(DATA TO USE)
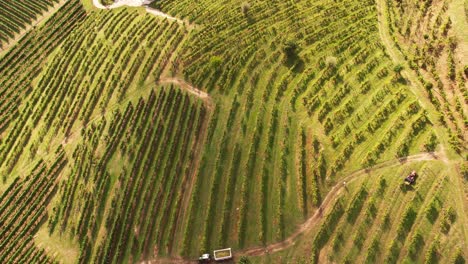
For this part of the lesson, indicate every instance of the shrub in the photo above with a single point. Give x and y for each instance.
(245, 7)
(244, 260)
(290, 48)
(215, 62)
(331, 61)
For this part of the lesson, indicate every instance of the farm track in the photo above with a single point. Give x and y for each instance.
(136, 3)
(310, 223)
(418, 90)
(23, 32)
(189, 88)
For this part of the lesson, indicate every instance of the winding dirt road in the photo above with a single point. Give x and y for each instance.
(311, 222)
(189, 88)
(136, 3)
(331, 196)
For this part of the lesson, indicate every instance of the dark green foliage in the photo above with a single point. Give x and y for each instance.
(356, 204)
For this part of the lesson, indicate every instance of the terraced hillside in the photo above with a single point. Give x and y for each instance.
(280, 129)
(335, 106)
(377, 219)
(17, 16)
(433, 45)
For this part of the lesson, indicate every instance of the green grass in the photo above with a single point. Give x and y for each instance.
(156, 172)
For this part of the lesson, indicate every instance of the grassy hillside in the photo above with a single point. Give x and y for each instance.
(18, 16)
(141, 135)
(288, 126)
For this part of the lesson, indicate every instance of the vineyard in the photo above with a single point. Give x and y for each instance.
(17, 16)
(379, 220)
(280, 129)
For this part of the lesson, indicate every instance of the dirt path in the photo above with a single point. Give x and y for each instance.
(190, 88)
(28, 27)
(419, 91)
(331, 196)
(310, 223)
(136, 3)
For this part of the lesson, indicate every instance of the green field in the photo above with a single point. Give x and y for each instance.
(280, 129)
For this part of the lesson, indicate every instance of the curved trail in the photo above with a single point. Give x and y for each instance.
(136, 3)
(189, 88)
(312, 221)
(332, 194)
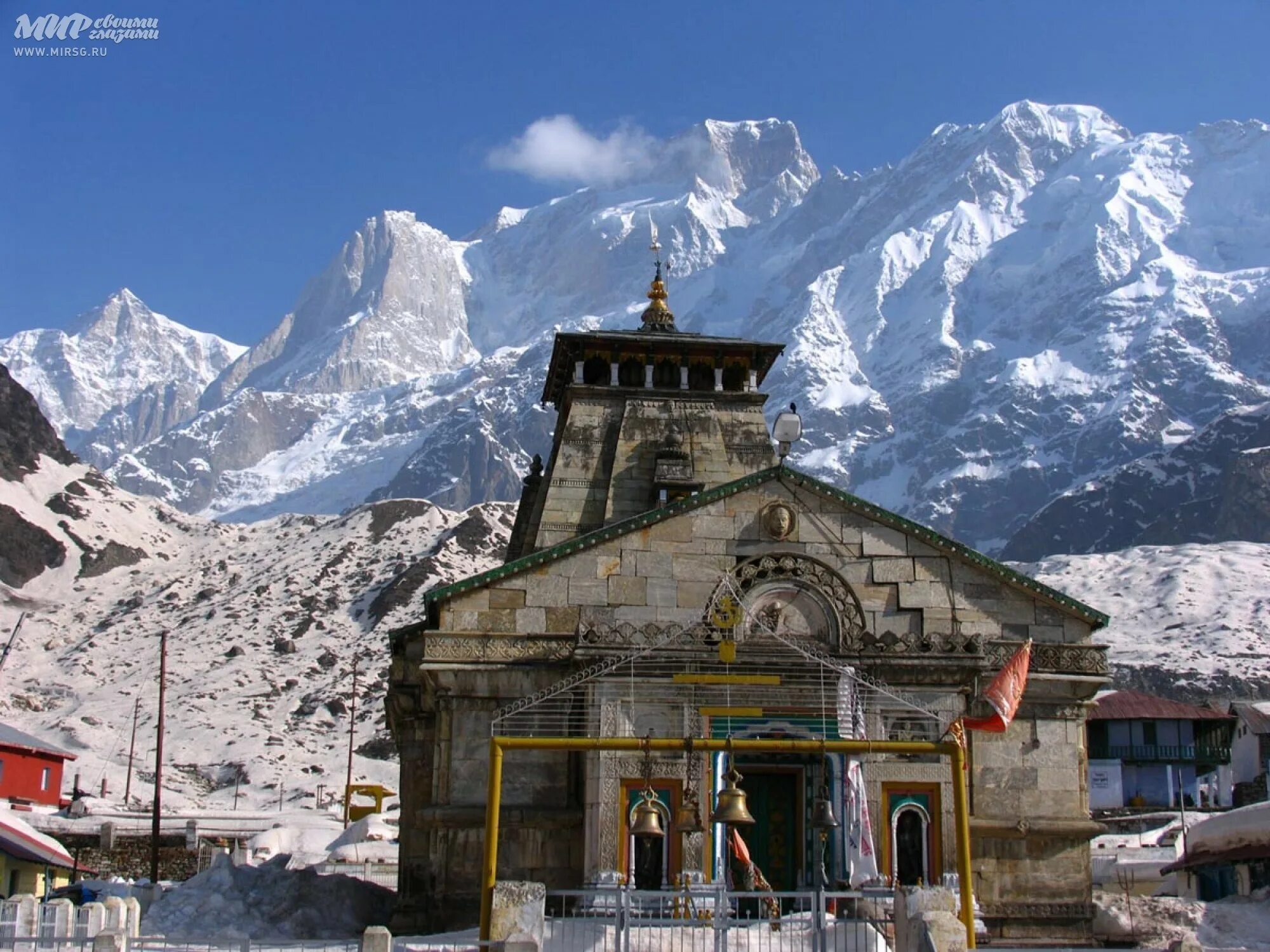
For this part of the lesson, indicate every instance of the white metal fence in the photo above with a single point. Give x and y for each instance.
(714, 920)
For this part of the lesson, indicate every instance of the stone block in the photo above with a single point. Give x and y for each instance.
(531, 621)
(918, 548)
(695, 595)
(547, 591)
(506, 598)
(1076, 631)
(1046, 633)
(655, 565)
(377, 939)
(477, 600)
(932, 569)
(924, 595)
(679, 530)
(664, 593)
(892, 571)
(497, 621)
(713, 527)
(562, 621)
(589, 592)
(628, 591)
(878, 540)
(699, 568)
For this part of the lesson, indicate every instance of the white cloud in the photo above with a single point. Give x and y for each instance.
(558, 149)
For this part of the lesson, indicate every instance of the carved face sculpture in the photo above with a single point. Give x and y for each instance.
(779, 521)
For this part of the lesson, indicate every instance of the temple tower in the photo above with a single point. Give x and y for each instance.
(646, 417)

(CHALLENGE) Write out all of the entries above again, word for word, and leave out the pictures.

(COMPLETE OUTPUT)
For this part of the lesson, indicate every instance of the shrub in the photo above with a single point. Give x and y for each instance.
(245, 7)
(244, 260)
(290, 48)
(215, 62)
(331, 61)
For this part of the lesson, indicate every instance of the farm track in the photo above with a single point. Give x and y for each instance.
(136, 3)
(310, 223)
(418, 90)
(23, 32)
(189, 88)
For this part of the lesson, indicate every instance of the winding dirt road in the photo above with a single point. Give x and y for each instance.
(311, 222)
(189, 88)
(136, 3)
(331, 196)
For this part of the lesson, indicate every instance of the dark green foliage in the photo above with a single point. Give x and y for each instance.
(356, 204)
For this part of the lesson, indicate every instance of the terraced hillside in the photo above with a single point. Give x and y for each instance.
(280, 129)
(335, 106)
(377, 219)
(17, 16)
(433, 45)
For this part of the lesson, indicate every instance of the green grass in the photo above with a single point. Give x and y for each instance.
(156, 172)
For this part of the lesson, indicate every instance of the grassy hillside in the photo above with a single point. Give x and y for each instance.
(18, 16)
(141, 135)
(288, 126)
For this part of the lesson, indicate every instance of the vineyard in the photo above with a single point. Give x and y for each instance.
(17, 16)
(379, 220)
(280, 129)
For this part of the lesson, indicate every instance of the dirt path in the photo above with a single point. Give x and y for each instance.
(190, 88)
(28, 27)
(419, 91)
(331, 196)
(310, 223)
(136, 3)
For this part of the lesson, indicate every instance of the green field in the photo above with a single point. Give x and y for each instance.
(280, 129)
For this part of the lesson, indicate every instance of the curved trail in the photo above with a single point. Give x and y for each instance.
(136, 3)
(189, 88)
(312, 221)
(332, 194)
For this part of the lesson, indicate every instance of the white metal fence in the photo above with a single point. Give x and y for each instance.
(714, 920)
For this part of the lesson, indicate every instance of the stone block in the photo above with a single point. Give x and y for each instance.
(531, 621)
(918, 548)
(695, 595)
(547, 591)
(506, 598)
(1076, 631)
(1046, 633)
(655, 565)
(377, 939)
(477, 600)
(932, 569)
(924, 595)
(679, 530)
(664, 593)
(892, 571)
(497, 621)
(713, 527)
(562, 621)
(589, 592)
(628, 591)
(878, 540)
(699, 568)
For this part of the lesson, indicate every instance of the white cloud in the photo above with a single point. Give x and y for each instance.
(558, 149)
For this part of the lesson, indicate every instance of the carved face sculpture in the photo above with a single point. Give x and y for each instance.
(779, 521)
For this part of the lesson, indicate every instance of the temple tower in the photo above with a single point. Give x and y for each instance.
(646, 417)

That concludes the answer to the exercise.